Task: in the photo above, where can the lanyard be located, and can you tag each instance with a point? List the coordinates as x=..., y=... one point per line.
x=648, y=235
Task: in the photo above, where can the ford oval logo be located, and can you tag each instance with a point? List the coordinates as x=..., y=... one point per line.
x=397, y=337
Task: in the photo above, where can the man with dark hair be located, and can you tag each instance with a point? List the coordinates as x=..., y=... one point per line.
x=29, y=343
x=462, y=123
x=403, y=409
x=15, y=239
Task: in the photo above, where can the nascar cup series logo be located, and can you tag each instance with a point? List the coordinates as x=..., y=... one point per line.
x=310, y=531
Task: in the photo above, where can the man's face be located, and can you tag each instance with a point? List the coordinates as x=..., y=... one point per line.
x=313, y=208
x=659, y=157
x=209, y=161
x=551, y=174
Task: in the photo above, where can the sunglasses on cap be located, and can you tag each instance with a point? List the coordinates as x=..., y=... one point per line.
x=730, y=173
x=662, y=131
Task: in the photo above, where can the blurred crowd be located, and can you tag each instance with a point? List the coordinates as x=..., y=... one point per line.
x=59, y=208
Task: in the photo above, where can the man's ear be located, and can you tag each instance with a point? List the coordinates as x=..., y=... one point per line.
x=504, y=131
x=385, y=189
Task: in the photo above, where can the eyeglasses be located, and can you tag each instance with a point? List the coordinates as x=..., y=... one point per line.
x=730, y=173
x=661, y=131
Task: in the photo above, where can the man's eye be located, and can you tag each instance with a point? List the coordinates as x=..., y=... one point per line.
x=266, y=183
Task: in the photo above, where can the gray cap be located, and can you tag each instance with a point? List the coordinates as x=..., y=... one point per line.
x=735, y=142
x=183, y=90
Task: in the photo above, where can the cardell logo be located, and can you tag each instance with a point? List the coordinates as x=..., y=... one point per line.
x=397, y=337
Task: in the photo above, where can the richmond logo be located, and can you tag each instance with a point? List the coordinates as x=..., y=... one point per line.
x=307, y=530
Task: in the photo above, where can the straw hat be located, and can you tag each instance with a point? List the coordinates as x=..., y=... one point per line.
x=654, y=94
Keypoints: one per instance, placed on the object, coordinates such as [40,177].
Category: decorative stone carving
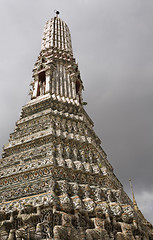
[125,229]
[67,231]
[5,226]
[99,232]
[29,219]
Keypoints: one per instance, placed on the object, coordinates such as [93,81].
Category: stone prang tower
[55,180]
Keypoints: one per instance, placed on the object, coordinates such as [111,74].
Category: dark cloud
[112,42]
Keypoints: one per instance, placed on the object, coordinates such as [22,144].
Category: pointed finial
[57,12]
[134,200]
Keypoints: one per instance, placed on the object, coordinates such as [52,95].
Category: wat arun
[56,182]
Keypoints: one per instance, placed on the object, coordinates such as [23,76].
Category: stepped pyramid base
[55,180]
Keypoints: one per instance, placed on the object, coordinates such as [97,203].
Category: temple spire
[134,200]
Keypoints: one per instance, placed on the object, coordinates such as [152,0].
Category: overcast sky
[113,44]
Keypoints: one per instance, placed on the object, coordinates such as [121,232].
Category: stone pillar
[48,72]
[36,79]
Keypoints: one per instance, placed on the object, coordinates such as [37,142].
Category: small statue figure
[29,219]
[125,228]
[67,231]
[99,232]
[5,226]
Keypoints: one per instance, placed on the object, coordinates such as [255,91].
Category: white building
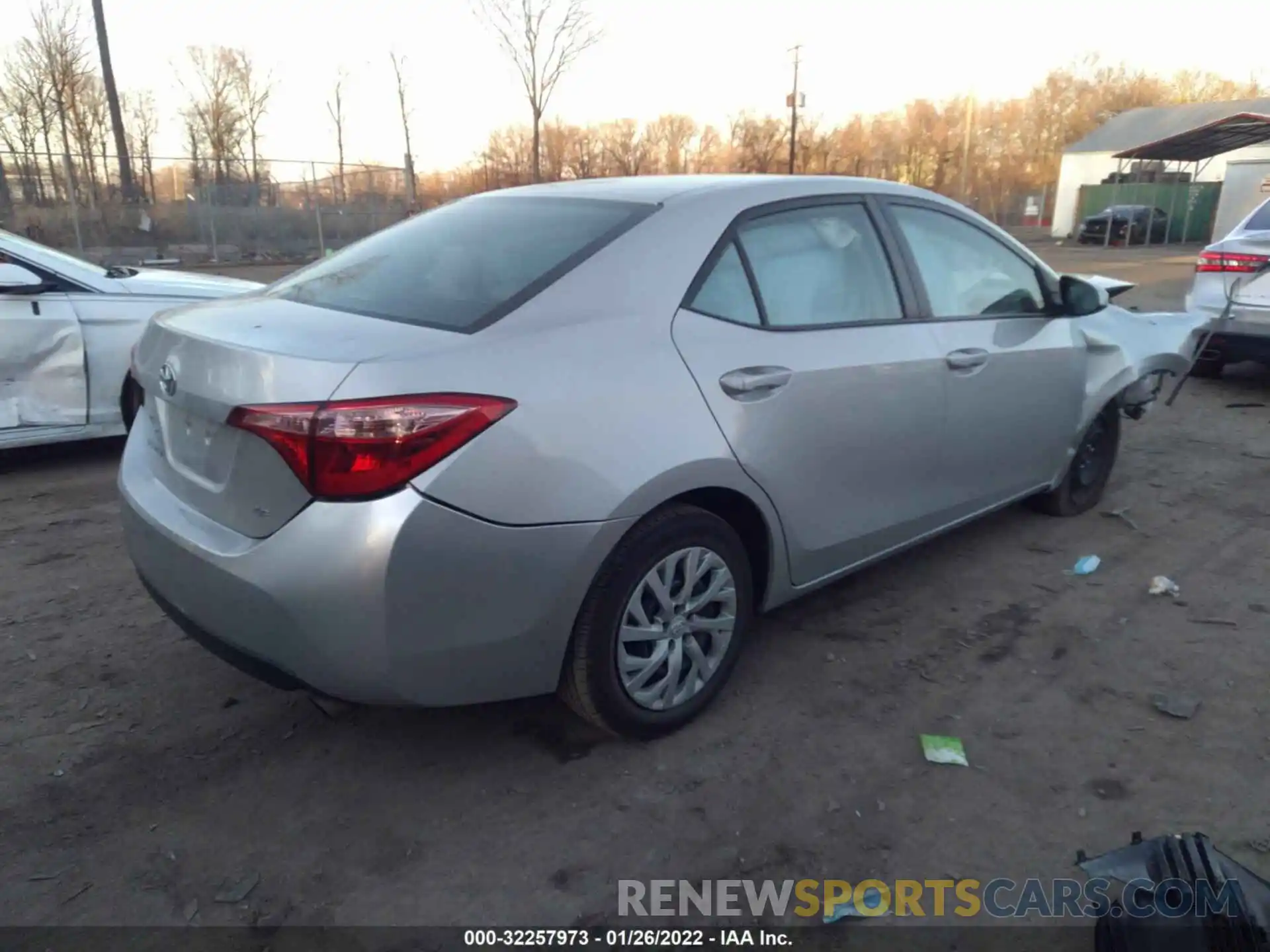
[1090,160]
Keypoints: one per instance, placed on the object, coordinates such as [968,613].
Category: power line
[794,103]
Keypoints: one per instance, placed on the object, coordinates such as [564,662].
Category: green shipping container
[1201,196]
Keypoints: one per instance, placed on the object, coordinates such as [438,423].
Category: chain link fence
[198,211]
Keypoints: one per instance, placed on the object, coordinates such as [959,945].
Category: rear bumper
[399,601]
[1244,337]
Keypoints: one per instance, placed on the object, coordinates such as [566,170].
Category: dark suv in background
[1129,225]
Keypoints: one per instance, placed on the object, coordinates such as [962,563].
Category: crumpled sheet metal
[42,377]
[1124,347]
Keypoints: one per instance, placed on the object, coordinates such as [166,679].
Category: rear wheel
[1208,367]
[1087,476]
[662,626]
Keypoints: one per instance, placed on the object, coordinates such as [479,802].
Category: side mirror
[16,280]
[1081,298]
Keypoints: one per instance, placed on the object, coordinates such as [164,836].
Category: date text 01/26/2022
[620,938]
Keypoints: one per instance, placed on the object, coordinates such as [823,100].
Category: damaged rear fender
[1127,352]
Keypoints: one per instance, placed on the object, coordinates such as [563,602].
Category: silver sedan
[573,437]
[66,329]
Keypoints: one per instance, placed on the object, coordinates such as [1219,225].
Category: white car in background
[66,335]
[1241,257]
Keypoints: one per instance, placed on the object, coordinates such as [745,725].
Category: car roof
[659,190]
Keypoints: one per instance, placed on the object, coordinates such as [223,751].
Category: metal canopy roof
[1202,143]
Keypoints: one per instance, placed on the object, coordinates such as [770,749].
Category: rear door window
[462,266]
[967,273]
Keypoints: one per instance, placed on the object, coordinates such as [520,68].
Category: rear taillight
[359,448]
[1230,262]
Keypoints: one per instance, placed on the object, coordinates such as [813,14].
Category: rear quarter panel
[111,327]
[609,423]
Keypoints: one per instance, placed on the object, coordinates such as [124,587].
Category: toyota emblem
[168,380]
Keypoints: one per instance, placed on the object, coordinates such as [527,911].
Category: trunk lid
[197,364]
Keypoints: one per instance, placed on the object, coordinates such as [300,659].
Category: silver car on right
[1240,257]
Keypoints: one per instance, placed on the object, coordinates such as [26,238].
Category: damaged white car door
[44,377]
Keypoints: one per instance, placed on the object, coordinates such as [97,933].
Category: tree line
[56,99]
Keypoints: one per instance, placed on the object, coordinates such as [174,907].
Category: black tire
[1086,479]
[131,399]
[1208,367]
[591,684]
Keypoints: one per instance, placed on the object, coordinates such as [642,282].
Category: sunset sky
[700,58]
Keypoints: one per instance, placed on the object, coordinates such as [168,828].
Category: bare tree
[335,107]
[145,125]
[112,98]
[253,95]
[22,120]
[542,38]
[63,54]
[215,111]
[398,63]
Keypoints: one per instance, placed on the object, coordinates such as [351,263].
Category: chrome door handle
[752,381]
[967,360]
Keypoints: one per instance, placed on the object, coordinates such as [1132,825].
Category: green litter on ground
[944,750]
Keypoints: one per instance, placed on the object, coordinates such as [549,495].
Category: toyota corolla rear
[277,479]
[1236,267]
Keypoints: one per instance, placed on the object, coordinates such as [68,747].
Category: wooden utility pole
[966,146]
[796,50]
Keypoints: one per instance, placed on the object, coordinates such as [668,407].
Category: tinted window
[464,262]
[966,270]
[1260,219]
[821,266]
[726,294]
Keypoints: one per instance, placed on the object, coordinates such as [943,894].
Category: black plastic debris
[1179,894]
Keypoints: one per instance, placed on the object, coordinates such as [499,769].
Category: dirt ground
[140,776]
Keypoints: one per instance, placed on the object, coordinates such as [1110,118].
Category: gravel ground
[139,775]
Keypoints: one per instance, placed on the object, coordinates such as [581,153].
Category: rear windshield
[462,266]
[1260,219]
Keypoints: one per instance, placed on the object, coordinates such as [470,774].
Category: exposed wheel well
[747,520]
[130,399]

:::

**What to do**
Starting at the line containing "Category: wat arun" and stopping at the line containing "such as [823,100].", output every line above exactly, both ends included, with pictures omitted.

**Your response**
Category: wat arun
[56,182]
Keypoints: one per instance, placed on the object, coordinates such as [23,76].
Category: stepped pyramid base
[55,180]
Keypoints: one per instance, placed on the object, coordinates such as [97,203].
Category: temple spire
[134,200]
Keypoints: one per instance, placed on the object, coordinates such as [152,0].
Category: overcast sky
[113,44]
Keypoints: one per instance, placed on the object, coordinates such as [121,232].
Category: stone pillar
[48,72]
[36,79]
Keypoints: one per instance, placed on the object, coordinates such as [37,142].
Category: small statue figure
[29,219]
[125,228]
[67,231]
[99,232]
[5,226]
Keypoints: one per instance, placed on the object, coordinates such as [255,91].
Category: white building
[1090,160]
Keypoints: one per instance, placed on the object, coordinates such as [968,613].
Category: power line
[794,103]
Keypoints: one per instance, placed on the object, coordinates such as [564,662].
Category: green shipping container
[1201,196]
Keypoints: one per instance, placed on the object, coordinates such as [438,423].
Category: chain link fence
[198,211]
Keypoints: one per instance, placed on the object, coordinates such as [959,945].
Category: rear bumper
[399,601]
[1244,337]
Keypoints: one per instance, placed on the object, coordinates such as [566,170].
Category: dark suv in background
[1129,225]
Keypoints: one per instance, placed on the object, coordinates such as [962,563].
Category: crumpled sheet metal
[42,377]
[1124,347]
Keypoints: one per instance, placed on the object, coordinates such as [166,679].
Category: rear wheel
[1208,367]
[1087,476]
[662,626]
Keypoints: one per instance, placed on the object, coordinates such as [479,802].
Category: side mirror
[16,280]
[1081,298]
Keypoints: one per instance, placed on the object, coordinates such as [164,836].
Category: date text 01/26/2022
[620,938]
Keypoints: one per instance, placed on the object, coordinates such as [823,100].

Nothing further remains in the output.